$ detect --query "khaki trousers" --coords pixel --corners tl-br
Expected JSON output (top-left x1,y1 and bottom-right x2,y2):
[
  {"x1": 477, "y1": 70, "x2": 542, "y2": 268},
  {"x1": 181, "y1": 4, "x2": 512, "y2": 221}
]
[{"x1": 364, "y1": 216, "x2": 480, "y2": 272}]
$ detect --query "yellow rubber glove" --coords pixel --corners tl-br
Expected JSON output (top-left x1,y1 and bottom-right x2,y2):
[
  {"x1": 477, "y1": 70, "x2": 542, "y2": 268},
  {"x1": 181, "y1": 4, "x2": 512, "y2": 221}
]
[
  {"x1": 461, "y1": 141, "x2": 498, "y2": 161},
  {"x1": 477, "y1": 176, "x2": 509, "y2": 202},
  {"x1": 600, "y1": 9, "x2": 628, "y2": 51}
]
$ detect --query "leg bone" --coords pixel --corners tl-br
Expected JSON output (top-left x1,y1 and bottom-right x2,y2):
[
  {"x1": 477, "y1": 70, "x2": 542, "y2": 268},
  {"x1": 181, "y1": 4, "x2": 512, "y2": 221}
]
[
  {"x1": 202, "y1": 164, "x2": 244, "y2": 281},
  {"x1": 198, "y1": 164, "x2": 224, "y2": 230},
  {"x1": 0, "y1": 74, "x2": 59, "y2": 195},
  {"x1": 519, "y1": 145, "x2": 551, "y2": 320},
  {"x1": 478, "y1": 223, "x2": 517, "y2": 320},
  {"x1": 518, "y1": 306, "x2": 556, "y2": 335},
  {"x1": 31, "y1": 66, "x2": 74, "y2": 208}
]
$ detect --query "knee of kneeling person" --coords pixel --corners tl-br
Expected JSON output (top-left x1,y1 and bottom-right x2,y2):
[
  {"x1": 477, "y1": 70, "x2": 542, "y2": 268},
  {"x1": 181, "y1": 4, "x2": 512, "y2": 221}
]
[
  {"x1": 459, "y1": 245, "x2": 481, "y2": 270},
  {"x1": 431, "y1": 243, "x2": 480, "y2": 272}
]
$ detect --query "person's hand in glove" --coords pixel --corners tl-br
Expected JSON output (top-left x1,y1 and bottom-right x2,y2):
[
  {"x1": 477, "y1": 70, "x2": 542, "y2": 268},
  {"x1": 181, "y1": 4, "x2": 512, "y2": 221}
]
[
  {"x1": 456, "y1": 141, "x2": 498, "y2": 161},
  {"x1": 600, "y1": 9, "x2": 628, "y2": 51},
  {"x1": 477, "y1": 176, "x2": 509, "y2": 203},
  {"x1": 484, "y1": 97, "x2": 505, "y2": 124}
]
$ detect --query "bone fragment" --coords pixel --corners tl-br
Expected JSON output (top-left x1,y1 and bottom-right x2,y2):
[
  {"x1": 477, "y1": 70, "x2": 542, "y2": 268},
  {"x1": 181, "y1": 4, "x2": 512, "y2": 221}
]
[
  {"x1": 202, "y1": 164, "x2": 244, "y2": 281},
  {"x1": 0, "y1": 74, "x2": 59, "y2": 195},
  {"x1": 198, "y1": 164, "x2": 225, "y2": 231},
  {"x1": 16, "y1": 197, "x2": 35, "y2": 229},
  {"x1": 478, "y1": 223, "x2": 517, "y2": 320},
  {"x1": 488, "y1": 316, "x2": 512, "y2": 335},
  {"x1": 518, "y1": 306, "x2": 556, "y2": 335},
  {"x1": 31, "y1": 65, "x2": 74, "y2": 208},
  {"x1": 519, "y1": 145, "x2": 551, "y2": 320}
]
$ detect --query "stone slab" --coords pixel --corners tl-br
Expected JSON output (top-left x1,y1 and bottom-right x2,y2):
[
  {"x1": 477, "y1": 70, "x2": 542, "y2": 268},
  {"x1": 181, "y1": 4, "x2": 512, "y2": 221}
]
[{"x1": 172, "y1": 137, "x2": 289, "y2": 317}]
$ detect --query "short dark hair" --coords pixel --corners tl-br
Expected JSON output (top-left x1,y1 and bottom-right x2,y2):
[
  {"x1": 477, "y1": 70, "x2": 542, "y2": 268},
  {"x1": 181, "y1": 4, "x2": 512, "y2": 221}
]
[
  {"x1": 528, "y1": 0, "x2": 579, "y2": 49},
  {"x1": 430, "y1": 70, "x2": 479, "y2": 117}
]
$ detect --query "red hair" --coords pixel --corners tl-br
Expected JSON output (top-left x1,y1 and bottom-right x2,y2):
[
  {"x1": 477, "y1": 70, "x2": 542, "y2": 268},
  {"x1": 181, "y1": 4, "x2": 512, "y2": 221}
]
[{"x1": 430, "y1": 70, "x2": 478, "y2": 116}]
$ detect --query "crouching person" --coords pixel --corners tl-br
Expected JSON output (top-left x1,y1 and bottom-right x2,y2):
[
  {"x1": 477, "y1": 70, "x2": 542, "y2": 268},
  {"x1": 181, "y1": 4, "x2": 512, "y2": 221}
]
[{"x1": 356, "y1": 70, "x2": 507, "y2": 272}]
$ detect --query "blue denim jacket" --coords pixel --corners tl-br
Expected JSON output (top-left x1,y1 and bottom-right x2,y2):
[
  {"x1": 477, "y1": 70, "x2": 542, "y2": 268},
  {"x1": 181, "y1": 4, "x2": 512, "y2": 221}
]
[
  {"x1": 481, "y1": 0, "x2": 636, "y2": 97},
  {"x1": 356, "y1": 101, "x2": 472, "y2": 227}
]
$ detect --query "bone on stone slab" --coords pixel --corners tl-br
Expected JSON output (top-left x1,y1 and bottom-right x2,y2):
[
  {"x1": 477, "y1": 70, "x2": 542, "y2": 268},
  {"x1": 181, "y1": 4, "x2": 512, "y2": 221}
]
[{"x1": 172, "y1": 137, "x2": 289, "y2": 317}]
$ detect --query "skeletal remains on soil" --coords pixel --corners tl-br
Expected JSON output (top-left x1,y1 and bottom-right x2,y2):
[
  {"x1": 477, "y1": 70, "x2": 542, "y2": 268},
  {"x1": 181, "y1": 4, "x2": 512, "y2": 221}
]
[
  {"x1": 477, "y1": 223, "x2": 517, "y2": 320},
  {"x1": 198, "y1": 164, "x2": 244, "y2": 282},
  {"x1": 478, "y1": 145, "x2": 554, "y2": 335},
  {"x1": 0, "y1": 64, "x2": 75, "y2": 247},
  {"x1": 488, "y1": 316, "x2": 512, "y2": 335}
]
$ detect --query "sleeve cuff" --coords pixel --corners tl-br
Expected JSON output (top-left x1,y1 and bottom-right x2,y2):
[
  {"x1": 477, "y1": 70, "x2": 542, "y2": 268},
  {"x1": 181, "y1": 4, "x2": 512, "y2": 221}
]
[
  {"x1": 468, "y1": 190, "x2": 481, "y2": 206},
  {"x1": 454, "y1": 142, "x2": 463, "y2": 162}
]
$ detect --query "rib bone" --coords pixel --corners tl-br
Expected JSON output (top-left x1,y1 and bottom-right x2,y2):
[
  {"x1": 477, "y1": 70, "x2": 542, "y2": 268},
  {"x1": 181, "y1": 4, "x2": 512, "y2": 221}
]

• AIM: How many of the lines above contain the word "stone"? Reply with the number alone.

• FULL RESPONSE: 2